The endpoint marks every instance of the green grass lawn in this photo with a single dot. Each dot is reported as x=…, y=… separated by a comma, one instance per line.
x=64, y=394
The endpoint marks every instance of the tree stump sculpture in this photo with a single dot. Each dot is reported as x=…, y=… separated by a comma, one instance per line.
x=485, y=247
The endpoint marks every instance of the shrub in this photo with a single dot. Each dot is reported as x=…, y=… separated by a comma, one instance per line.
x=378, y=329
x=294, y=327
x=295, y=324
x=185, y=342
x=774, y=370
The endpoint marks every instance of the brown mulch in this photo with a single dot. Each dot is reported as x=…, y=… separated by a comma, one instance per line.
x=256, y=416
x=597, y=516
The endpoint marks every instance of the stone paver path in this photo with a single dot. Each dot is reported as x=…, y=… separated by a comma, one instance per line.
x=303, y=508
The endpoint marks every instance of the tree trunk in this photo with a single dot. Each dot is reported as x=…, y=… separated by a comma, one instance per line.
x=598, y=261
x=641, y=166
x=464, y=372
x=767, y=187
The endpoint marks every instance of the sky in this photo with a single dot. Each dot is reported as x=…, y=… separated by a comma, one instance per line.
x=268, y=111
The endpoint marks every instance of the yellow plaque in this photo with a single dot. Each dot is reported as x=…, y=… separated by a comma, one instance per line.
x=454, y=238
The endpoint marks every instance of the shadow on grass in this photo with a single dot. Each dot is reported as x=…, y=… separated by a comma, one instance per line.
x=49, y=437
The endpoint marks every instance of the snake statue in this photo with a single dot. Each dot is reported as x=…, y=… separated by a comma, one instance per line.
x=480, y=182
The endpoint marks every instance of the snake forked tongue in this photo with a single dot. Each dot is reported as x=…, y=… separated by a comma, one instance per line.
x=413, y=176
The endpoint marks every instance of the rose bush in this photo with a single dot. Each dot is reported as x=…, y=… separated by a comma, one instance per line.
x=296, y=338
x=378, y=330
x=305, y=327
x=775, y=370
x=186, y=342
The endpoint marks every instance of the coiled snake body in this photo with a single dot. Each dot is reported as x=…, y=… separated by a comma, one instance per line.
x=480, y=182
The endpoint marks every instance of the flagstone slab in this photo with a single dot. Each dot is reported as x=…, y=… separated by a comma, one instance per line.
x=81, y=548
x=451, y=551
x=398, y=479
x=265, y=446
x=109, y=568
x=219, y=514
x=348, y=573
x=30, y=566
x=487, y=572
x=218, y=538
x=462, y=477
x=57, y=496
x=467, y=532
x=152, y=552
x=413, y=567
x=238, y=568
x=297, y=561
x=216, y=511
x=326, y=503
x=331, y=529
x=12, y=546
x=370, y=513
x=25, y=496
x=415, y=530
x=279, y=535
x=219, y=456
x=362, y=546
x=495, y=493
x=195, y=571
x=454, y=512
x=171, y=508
********************
### Problem details
Return the whole listing exactly.

### Reply to the exercise
The endpoint marks every instance of the green grass lawn in this photo with a single dot. Each dot is reported as x=…, y=… separated by a comma, one instance per line.
x=64, y=394
The endpoint marks every instance of the tree stump sculpture in this photo with a single dot. Each dot is reported as x=…, y=… separated by a comma, one instance per line.
x=485, y=247
The endpoint marks every instance of the shrub in this photo with a single dot. Each dot is reported as x=…, y=… separated by a comma, one instance per line.
x=378, y=329
x=294, y=327
x=295, y=324
x=185, y=342
x=774, y=370
The endpoint marks every instance of the brown mulch in this photo with a single dot. Each dot is reported as x=…, y=… separated by a comma, one instance per line.
x=256, y=416
x=597, y=516
The endpoint marks every instance of the stone paver path in this photo with a single dot. Each dot is reported as x=…, y=… separated by a comma, one instance per line.
x=303, y=508
The endpoint marks every instance of the tree trunk in this photo with a single dot. Each dot is reported as x=…, y=… separated by a comma, one instance per line.
x=598, y=261
x=641, y=166
x=464, y=372
x=767, y=187
The endpoint marks every instance of the sky in this photo with a single dot. Each dot is reported as x=…, y=… separated by a comma, one instance per line.
x=268, y=111
The endpoint marks every instance of the yellow plaque in this photo with a single dot. Each dot is reported as x=…, y=… separated by a comma, one instance per line.
x=454, y=238
The endpoint marks every instance of the shadow on grass in this photo with a single dot. Each dot is reported as x=…, y=… separated by a comma, one instance per line.
x=49, y=437
The endpoint marks every instance of the snake statue in this photo with a single dot. Each dot is reported as x=…, y=… separated by a comma, one instance per line.
x=480, y=182
The endpoint marks every instance of the snake forked tongue in this photo with a single dot. Each dot is reported as x=…, y=… separated by a comma, one instance per line.
x=413, y=176
The endpoint marks every instance of the rose bush in this photo with a single dot. Each dot is reported as x=…, y=… separated by a comma, one instance per line.
x=296, y=338
x=378, y=330
x=305, y=327
x=775, y=370
x=186, y=342
The endpoint marks every instance of the coiled snake body in this photo with a single dot. Each dot is reported as x=…, y=… separated by a comma, one instance per line.
x=480, y=182
The endpoint marks every instance of the flagstone slab in this photo with a single dot. Each dot is reported as x=…, y=… separated by a comma, one instance per line.
x=81, y=548
x=451, y=551
x=398, y=479
x=265, y=446
x=109, y=568
x=219, y=514
x=348, y=573
x=30, y=566
x=487, y=572
x=218, y=538
x=462, y=477
x=57, y=496
x=467, y=532
x=152, y=552
x=413, y=567
x=238, y=568
x=297, y=561
x=216, y=511
x=326, y=503
x=331, y=529
x=12, y=546
x=370, y=513
x=25, y=496
x=415, y=530
x=279, y=535
x=219, y=456
x=362, y=546
x=495, y=493
x=195, y=571
x=454, y=512
x=171, y=508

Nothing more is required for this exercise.